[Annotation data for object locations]

● ● ● ● ● ● ●

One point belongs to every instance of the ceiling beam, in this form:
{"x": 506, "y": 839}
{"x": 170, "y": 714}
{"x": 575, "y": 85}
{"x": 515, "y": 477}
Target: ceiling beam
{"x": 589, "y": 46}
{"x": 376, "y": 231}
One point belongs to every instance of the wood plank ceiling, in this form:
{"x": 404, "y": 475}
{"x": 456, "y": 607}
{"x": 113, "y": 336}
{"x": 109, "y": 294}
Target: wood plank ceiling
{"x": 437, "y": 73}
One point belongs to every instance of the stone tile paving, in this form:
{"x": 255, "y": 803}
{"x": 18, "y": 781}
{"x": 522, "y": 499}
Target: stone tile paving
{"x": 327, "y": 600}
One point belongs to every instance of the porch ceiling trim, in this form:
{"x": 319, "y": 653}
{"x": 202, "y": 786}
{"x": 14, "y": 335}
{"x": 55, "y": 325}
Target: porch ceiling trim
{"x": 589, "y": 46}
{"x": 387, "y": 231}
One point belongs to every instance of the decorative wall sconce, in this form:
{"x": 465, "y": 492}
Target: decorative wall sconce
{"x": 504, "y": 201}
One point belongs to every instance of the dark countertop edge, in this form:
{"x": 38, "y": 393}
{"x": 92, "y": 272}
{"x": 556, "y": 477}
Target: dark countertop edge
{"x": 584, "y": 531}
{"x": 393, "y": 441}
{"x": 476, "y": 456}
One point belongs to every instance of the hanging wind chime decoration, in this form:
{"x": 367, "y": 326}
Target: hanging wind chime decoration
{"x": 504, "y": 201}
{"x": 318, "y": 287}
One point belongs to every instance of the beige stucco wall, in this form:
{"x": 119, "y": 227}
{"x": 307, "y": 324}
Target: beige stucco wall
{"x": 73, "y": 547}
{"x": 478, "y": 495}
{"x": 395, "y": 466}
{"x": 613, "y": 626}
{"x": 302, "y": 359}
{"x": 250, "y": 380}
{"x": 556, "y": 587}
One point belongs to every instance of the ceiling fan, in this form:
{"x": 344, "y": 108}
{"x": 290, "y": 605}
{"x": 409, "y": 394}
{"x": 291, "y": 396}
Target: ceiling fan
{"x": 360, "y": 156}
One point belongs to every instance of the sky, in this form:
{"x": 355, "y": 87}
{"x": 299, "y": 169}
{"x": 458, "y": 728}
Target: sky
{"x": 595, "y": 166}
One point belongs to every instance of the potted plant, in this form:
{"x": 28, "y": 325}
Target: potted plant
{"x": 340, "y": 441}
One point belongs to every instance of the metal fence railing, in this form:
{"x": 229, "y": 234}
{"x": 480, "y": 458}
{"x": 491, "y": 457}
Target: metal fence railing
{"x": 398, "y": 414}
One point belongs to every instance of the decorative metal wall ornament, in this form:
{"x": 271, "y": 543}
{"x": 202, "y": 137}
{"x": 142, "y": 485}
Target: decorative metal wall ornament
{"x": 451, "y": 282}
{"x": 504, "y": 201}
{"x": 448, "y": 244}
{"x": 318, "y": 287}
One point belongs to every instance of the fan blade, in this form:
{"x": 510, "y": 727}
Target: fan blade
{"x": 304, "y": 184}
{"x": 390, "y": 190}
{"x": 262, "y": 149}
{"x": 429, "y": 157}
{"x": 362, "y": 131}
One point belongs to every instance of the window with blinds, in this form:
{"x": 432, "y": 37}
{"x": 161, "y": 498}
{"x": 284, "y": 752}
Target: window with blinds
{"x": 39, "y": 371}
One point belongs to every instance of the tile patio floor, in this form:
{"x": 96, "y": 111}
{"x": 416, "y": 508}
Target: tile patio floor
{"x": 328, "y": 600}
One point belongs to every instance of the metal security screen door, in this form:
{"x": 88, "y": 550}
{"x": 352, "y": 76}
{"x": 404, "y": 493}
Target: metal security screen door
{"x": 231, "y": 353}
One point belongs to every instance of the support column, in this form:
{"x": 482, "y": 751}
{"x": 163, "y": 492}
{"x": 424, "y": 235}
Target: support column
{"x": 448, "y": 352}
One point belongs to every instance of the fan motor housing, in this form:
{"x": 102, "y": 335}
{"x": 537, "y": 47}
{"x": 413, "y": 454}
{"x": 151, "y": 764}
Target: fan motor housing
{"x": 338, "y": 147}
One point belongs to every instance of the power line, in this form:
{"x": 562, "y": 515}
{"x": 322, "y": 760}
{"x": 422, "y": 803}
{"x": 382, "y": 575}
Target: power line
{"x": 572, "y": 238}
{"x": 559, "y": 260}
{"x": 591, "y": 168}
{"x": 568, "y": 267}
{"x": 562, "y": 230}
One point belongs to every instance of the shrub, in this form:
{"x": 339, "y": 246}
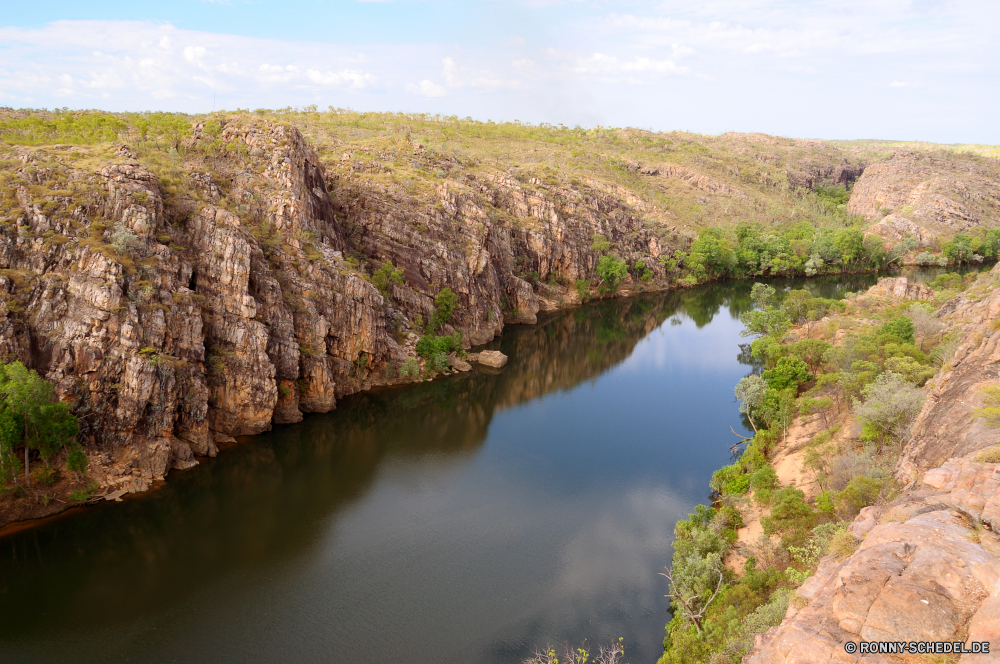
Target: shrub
{"x": 76, "y": 460}
{"x": 125, "y": 241}
{"x": 989, "y": 455}
{"x": 430, "y": 345}
{"x": 764, "y": 481}
{"x": 730, "y": 480}
{"x": 439, "y": 361}
{"x": 900, "y": 327}
{"x": 410, "y": 368}
{"x": 890, "y": 406}
{"x": 860, "y": 492}
{"x": 789, "y": 372}
{"x": 991, "y": 405}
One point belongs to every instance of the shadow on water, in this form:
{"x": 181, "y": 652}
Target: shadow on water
{"x": 270, "y": 501}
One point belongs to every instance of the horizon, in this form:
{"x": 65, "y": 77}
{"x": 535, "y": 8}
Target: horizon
{"x": 893, "y": 70}
{"x": 438, "y": 117}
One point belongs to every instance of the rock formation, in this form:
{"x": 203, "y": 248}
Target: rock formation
{"x": 928, "y": 564}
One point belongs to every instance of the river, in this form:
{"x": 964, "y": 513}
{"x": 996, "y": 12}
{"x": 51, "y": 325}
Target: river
{"x": 468, "y": 520}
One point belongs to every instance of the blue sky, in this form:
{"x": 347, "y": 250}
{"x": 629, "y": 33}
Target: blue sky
{"x": 899, "y": 69}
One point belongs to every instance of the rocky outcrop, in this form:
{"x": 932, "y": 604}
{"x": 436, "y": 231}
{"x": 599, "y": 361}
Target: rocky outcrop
{"x": 928, "y": 564}
{"x": 941, "y": 194}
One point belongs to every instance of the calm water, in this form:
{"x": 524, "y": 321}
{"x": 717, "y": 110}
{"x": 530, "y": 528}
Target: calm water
{"x": 465, "y": 520}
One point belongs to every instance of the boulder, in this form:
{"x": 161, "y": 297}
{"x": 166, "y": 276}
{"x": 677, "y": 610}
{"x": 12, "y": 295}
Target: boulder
{"x": 492, "y": 358}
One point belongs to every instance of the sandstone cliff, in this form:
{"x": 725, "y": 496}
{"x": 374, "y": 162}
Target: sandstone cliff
{"x": 232, "y": 291}
{"x": 928, "y": 565}
{"x": 927, "y": 195}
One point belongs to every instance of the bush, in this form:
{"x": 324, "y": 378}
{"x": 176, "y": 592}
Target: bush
{"x": 76, "y": 460}
{"x": 445, "y": 305}
{"x": 611, "y": 271}
{"x": 860, "y": 492}
{"x": 410, "y": 368}
{"x": 730, "y": 480}
{"x": 430, "y": 345}
{"x": 439, "y": 361}
{"x": 991, "y": 405}
{"x": 890, "y": 406}
{"x": 789, "y": 372}
{"x": 900, "y": 327}
{"x": 764, "y": 481}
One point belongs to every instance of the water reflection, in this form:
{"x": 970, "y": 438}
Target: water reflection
{"x": 467, "y": 519}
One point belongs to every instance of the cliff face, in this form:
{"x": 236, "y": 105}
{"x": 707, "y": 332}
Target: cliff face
{"x": 927, "y": 195}
{"x": 928, "y": 564}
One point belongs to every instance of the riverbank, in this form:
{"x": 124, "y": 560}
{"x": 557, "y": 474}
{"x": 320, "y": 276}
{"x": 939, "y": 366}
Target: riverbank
{"x": 811, "y": 532}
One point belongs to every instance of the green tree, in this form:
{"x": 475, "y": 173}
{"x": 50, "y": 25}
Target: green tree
{"x": 900, "y": 327}
{"x": 600, "y": 244}
{"x": 611, "y": 271}
{"x": 762, "y": 295}
{"x": 45, "y": 424}
{"x": 810, "y": 351}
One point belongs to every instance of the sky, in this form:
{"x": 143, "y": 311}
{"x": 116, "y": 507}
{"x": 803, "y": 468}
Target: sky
{"x": 846, "y": 69}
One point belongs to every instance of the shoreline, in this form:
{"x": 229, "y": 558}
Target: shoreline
{"x": 621, "y": 293}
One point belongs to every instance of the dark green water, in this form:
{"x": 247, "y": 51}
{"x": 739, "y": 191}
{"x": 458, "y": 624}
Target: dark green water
{"x": 466, "y": 520}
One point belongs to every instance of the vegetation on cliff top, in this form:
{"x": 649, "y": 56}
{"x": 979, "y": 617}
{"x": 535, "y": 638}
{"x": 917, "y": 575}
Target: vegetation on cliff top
{"x": 33, "y": 422}
{"x": 864, "y": 363}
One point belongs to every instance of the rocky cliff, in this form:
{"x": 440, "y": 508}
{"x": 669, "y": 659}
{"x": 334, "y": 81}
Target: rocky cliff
{"x": 179, "y": 311}
{"x": 927, "y": 196}
{"x": 186, "y": 287}
{"x": 928, "y": 564}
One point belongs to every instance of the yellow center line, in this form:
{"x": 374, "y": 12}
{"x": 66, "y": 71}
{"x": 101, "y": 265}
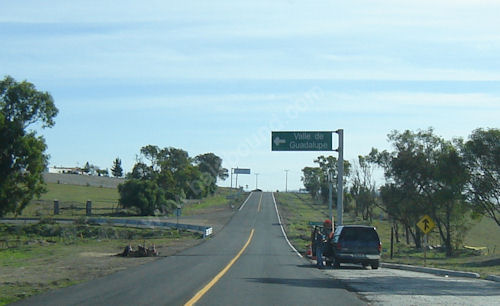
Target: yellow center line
{"x": 205, "y": 289}
{"x": 260, "y": 202}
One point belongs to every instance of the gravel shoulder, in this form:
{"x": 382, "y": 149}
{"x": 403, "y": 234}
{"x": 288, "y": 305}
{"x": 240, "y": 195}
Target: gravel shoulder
{"x": 57, "y": 265}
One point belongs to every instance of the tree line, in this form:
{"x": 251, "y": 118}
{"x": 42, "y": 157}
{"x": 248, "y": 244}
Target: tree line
{"x": 158, "y": 182}
{"x": 453, "y": 181}
{"x": 163, "y": 177}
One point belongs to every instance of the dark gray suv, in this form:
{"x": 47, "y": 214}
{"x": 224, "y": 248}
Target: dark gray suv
{"x": 355, "y": 244}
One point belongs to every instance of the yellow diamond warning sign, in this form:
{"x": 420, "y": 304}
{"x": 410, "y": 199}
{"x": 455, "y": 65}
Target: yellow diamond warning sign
{"x": 426, "y": 224}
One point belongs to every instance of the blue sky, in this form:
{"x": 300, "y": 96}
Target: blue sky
{"x": 219, "y": 76}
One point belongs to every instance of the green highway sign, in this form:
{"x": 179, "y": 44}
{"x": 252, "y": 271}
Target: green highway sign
{"x": 301, "y": 141}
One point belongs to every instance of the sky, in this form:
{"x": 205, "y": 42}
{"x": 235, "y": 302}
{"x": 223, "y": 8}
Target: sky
{"x": 219, "y": 76}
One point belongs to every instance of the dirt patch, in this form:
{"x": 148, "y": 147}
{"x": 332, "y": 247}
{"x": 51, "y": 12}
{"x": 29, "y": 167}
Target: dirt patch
{"x": 60, "y": 266}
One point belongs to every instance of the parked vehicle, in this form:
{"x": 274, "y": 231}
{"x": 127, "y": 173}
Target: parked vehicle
{"x": 357, "y": 244}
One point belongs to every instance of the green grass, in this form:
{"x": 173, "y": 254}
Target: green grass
{"x": 104, "y": 200}
{"x": 48, "y": 249}
{"x": 298, "y": 209}
{"x": 224, "y": 197}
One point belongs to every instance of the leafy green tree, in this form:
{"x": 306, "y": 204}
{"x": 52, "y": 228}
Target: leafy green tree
{"x": 312, "y": 180}
{"x": 117, "y": 169}
{"x": 22, "y": 152}
{"x": 482, "y": 154}
{"x": 328, "y": 166}
{"x": 363, "y": 188}
{"x": 211, "y": 168}
{"x": 145, "y": 195}
{"x": 429, "y": 175}
{"x": 174, "y": 173}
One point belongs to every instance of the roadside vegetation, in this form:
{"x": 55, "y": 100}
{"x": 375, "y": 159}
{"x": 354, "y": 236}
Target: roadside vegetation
{"x": 38, "y": 257}
{"x": 482, "y": 255}
{"x": 455, "y": 182}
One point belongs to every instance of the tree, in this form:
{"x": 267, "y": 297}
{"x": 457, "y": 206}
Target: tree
{"x": 328, "y": 166}
{"x": 312, "y": 180}
{"x": 211, "y": 166}
{"x": 363, "y": 188}
{"x": 482, "y": 154}
{"x": 315, "y": 179}
{"x": 144, "y": 195}
{"x": 117, "y": 169}
{"x": 175, "y": 176}
{"x": 425, "y": 174}
{"x": 22, "y": 157}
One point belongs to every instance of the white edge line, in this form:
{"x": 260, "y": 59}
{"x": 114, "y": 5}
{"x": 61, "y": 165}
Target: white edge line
{"x": 241, "y": 207}
{"x": 282, "y": 229}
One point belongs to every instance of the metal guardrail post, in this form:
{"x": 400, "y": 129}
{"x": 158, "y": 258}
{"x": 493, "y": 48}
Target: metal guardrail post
{"x": 89, "y": 208}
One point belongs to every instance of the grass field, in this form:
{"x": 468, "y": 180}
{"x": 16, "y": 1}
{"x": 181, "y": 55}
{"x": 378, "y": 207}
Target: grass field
{"x": 72, "y": 201}
{"x": 40, "y": 257}
{"x": 298, "y": 209}
{"x": 49, "y": 256}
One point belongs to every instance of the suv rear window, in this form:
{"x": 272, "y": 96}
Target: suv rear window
{"x": 358, "y": 234}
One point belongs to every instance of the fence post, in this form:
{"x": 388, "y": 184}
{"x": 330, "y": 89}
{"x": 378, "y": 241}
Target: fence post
{"x": 56, "y": 207}
{"x": 89, "y": 208}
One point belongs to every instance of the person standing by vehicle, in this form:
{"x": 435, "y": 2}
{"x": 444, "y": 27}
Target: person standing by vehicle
{"x": 320, "y": 240}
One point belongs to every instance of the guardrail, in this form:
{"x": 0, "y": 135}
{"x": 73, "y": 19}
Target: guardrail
{"x": 205, "y": 230}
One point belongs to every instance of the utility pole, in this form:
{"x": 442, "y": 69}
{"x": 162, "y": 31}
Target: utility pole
{"x": 286, "y": 180}
{"x": 340, "y": 178}
{"x": 330, "y": 200}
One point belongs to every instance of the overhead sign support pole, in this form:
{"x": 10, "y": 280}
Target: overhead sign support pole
{"x": 340, "y": 178}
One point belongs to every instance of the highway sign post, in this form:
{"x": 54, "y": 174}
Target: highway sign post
{"x": 315, "y": 141}
{"x": 301, "y": 141}
{"x": 238, "y": 171}
{"x": 426, "y": 224}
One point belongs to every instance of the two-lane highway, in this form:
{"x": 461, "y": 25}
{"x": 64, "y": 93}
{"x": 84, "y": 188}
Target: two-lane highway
{"x": 248, "y": 262}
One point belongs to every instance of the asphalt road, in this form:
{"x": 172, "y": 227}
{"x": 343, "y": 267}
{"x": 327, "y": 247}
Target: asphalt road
{"x": 399, "y": 287}
{"x": 266, "y": 272}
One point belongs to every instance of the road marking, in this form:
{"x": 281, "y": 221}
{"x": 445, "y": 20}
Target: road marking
{"x": 282, "y": 229}
{"x": 259, "y": 209}
{"x": 246, "y": 201}
{"x": 205, "y": 289}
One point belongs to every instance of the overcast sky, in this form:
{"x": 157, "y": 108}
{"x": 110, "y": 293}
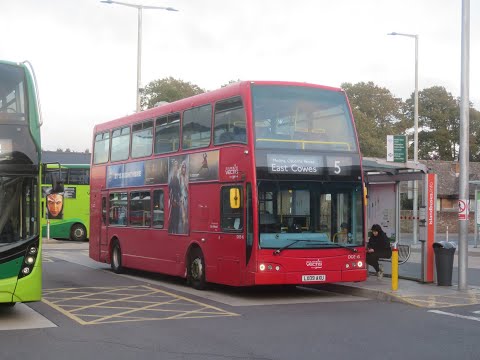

● ● ● ● ● ● ●

▶ _GIVEN EXERCISE_
Pick out and copy every line of the records that contains the word "plant", with case counting.

▶ _RESPONSE TO THIS TASK_
One point belongs to every instance of the potted plant, in this form:
Target: potted plant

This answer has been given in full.